A ausência do tema está relacionada à própria maneira com que a sociedade encara a presença e a função feminina. É bastante comum aceitar que as mulheres não estão talhadas para o exercício da força e, em particular, para a aplicação, ainda que necessária porque socialmente justificada, da violência. Ao contrário, o mundo feminino é comumente associado à delicadeza e à necessidade de proteção das mulheres pelos homens. Essa forma de encarar as mulheres é tradicional nos países latino-americanos cuja cultura é marcadamente viril e católica. Todavia, essa forma de ver a questão não impede que se reconheça a presença positiva das mulheres nas frentes de batalha, como são exemplos para o caso brasileiro Anita Garibaldi ou Maria Quitéria. Ambas, entretanto, assumiram papéis excepcionais e/ou travestidos para lutar não por seus direitos enquanto cidadãs, mas pela libertação de seus povos/nações.

TAREFA 1 ▸
Segundo o trecho sobre as mulheres e a violência, quais mulheres servem de exemplo, no caso brasileiro, da presença positiva feminina nas frentes de batalha?
TAREFA 2 ▸
Prossiga com o trecho sobre as mulheres e a violência a partir da última frase apresentada.

MATERIAL FORNECIDO ▸
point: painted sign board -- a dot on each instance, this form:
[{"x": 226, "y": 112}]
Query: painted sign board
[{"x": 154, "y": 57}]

RESPOSTA DO EXERCÍCIO 1 ▸
Os exemplos são Anita Garibaldi e Maria Quitéria.

RESPOSTA DO EXERCÍCIO 2 ▸
O tempo disponível para analisar o tema, não permite que se apresente novidades. Porém, esse estudo ordena os dados e avalia como aconteceu a incorporação das mulheres às Forças Armadas da Argentina, Brasil, Uruguai, Paraguai, Chile e Bolívia. Ou seja, os países do Mercosul ampliado. É interessante observar que embora não se analise toda a América Latina – uma pretensão que não pode ser alcançada por um pesquisador apenas, mas é trabalho para um grupo de pesquisa –, os países citados apresentam uma tal diversidade relativamente a forma de ver e conduzir a incorporação feminina ao meio castrense que se pode arriscar dizer que é representativa da totalidade do sub-Continente.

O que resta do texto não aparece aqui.